*** Opening of Task input ***
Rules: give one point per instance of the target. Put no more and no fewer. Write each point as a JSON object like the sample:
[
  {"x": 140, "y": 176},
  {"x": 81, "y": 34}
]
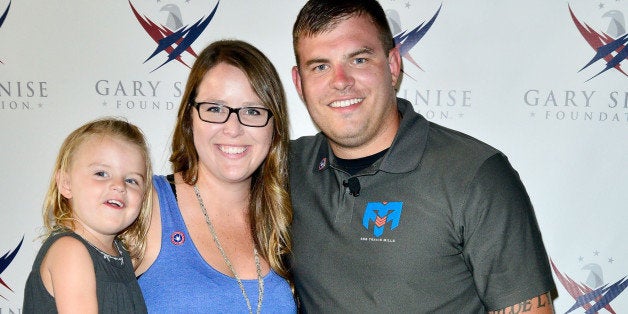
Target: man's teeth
[
  {"x": 345, "y": 103},
  {"x": 114, "y": 202},
  {"x": 232, "y": 149}
]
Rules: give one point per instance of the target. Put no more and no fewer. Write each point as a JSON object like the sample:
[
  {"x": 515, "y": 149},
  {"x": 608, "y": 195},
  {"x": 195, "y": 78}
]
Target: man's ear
[
  {"x": 63, "y": 184},
  {"x": 296, "y": 79}
]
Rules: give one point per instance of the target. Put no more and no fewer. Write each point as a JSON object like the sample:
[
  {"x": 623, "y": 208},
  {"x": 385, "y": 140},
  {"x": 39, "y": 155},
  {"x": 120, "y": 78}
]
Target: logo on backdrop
[
  {"x": 602, "y": 26},
  {"x": 610, "y": 44},
  {"x": 408, "y": 31},
  {"x": 5, "y": 261},
  {"x": 172, "y": 36},
  {"x": 3, "y": 17},
  {"x": 588, "y": 287},
  {"x": 406, "y": 40},
  {"x": 379, "y": 215}
]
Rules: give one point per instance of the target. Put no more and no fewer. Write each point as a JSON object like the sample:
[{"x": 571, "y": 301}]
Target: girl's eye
*** Close of Task input ***
(What you will do)
All entries must be output unchanged, with every picture omitted.

(Answer space)
Rules: give one point per instance of the target. Put no more and no fewer. Write each point as a JSON object like the sample:
[
  {"x": 140, "y": 176},
  {"x": 81, "y": 34}
]
Target: man's teeth
[
  {"x": 345, "y": 103},
  {"x": 114, "y": 202},
  {"x": 232, "y": 149}
]
Rules: give one point per instance of the target. Put no more and no fewer. Write each point as a JSON object like the sample:
[
  {"x": 515, "y": 149},
  {"x": 608, "y": 195},
  {"x": 195, "y": 78}
]
Target: man's ear
[
  {"x": 63, "y": 184},
  {"x": 296, "y": 79}
]
Rules: give one point per instance of the target. Put no more and no fewer. Write each point as a JSON object like the sample:
[
  {"x": 623, "y": 208},
  {"x": 385, "y": 140},
  {"x": 39, "y": 155},
  {"x": 120, "y": 78}
]
Target: logo on backdrop
[
  {"x": 602, "y": 26},
  {"x": 610, "y": 44},
  {"x": 408, "y": 31},
  {"x": 5, "y": 261},
  {"x": 172, "y": 36},
  {"x": 3, "y": 17},
  {"x": 588, "y": 287},
  {"x": 406, "y": 40},
  {"x": 379, "y": 215}
]
Rules: give one point per instance of the target. Put no more and no fewer. Write each point as a JSON object like the sample:
[{"x": 571, "y": 301}]
Target: girl's eye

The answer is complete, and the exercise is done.